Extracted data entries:

# # # # # # #

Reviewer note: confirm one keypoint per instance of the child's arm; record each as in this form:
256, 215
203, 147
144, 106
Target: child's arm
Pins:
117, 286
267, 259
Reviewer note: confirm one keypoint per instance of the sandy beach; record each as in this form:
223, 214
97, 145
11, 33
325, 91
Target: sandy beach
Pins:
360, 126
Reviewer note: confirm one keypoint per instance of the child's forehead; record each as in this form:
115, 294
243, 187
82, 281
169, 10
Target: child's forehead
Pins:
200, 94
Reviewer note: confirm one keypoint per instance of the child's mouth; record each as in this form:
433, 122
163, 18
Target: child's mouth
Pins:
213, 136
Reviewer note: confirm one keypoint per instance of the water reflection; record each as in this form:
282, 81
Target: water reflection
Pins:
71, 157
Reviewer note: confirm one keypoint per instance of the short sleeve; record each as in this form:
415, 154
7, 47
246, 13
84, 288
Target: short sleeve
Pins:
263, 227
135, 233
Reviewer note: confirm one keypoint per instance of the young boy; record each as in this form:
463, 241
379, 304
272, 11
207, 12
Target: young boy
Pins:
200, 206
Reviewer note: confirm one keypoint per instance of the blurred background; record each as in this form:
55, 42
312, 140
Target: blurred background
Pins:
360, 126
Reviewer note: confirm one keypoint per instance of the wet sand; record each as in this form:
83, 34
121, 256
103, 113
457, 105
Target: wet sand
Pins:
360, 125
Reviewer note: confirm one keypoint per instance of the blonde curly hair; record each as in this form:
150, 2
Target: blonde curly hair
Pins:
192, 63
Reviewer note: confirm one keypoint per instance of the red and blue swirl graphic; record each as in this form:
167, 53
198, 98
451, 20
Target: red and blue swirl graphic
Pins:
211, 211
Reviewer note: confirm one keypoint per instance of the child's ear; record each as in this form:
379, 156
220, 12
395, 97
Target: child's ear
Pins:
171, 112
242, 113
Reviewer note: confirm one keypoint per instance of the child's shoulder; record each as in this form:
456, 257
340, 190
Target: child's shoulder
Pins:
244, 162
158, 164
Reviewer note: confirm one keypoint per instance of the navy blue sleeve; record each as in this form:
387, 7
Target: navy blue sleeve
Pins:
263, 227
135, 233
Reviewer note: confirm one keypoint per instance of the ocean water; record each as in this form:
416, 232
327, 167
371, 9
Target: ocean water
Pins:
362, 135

# # # # # # #

**The problem:** Run a filter over the data above and keep each line that contains the word "forehead".

**Answer to the problem:**
Reviewer note: confirm one keypoint per instance of the child's forehead; record each as in this form:
Target: child's forehead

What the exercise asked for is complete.